Your objective
Please write out the listing below again, swapping "Provide" for "Give" everywhere it appears and keeping everything else the same. Leave the picture out of your answer.

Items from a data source
╭──
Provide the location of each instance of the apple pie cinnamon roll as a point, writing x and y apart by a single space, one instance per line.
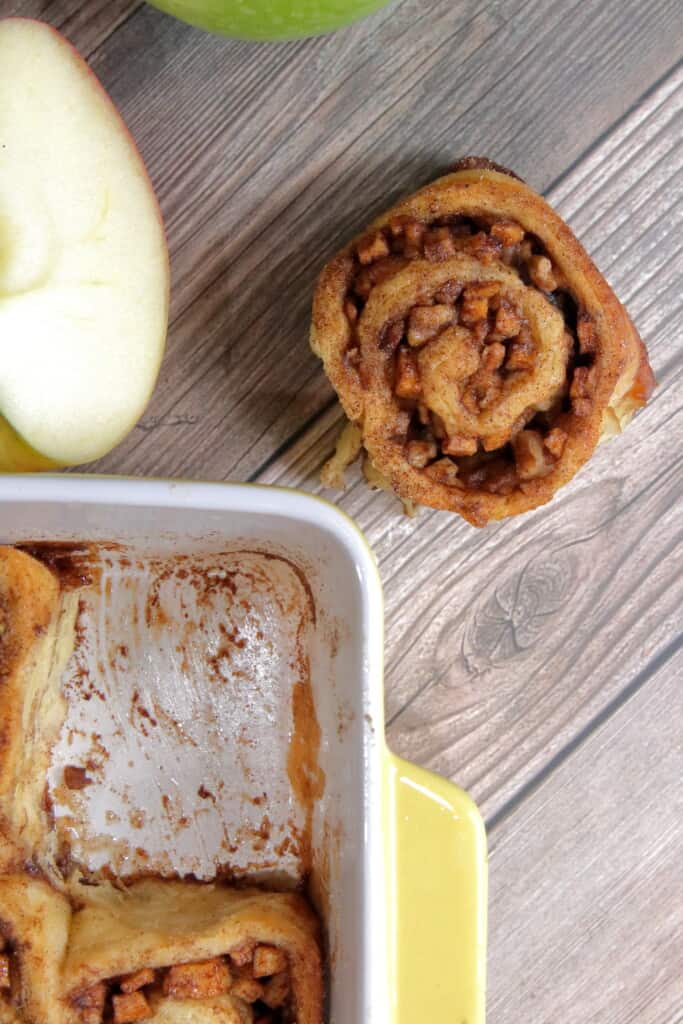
160 950
37 631
76 950
477 351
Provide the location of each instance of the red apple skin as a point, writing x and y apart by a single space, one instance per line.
24 458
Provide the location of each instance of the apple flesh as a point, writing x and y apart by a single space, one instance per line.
84 272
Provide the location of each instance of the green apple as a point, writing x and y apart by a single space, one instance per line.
84 272
269 18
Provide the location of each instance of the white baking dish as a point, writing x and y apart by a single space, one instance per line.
400 852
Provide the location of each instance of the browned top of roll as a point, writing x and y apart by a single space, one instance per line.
477 346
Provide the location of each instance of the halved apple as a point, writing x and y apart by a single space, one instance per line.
84 272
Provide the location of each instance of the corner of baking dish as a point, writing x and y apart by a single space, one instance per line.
426 852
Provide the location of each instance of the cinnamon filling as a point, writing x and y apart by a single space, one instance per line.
257 974
472 343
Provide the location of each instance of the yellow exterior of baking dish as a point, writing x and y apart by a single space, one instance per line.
436 898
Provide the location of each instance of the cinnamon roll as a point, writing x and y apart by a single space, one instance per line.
474 346
159 950
76 950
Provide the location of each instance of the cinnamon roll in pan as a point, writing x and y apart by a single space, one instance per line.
159 950
77 949
475 347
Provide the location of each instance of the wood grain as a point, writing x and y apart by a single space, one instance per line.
86 25
268 157
584 919
502 644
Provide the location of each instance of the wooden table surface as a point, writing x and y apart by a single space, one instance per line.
538 663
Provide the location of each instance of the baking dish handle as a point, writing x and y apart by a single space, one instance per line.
436 898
╰──
Solution to the problem
Give the location of each instance of the apple pie cinnamon roll as a point, writing x and y apart by a single space, one instance per line.
160 950
37 631
76 950
477 351
Give the location of each instance of the red apple skin as a point, writing x and y apart by a single space, one instance per line.
24 458
Give the location of each instance of the apple flesh as a point, writing x and y apart by a single space, one instance per line.
84 272
Give the location of each instance of the green apple as a point, writing x and y apart by a single space, one instance per line.
84 272
269 18
Give the location of each instance of the white baking dish as a point, writing x and y apart by a single space, one instance per line.
400 852
Give the location of each instance of the browned top of roll as a point, writing x and y apart by a single space, one instance per line.
477 346
Give the location of each instance of the halved apple as a point, writing x and y apart by a single space, one instance per line.
84 272
Give the location of each instance of the corner of baking dish as a point, writing x and y apart by a single space, one instance per line.
426 852
Give the location of each instance of the cinnamon filling as a point, writing x and y apart by a single space, one instance per line.
257 974
472 343
Give the location of each instance of the yellow exterior of baking dish as a point, writing x and y apart by a single space, one instance per line.
436 898
Give the location of each instance of the cinnamon roll as a point, writing x and y apart by a single space, one instance per line.
474 346
159 950
76 950
Give the location of each instance of the cinnamon roll in pan as a point, writing x and y apart by a single space, one instance per line.
159 950
77 949
475 347
Give the location of each instance of the wood grain as a point, writing x and y apart by a single space, one instance per line.
86 25
268 157
584 919
502 644
Give the location of each instance of the wooden table surface as a point, writing x and y apart by a single space, one instance per line.
538 663
Give the location of each instance of the baking dish handle as a point, writing x and y apart by a single space, one instance per line.
436 898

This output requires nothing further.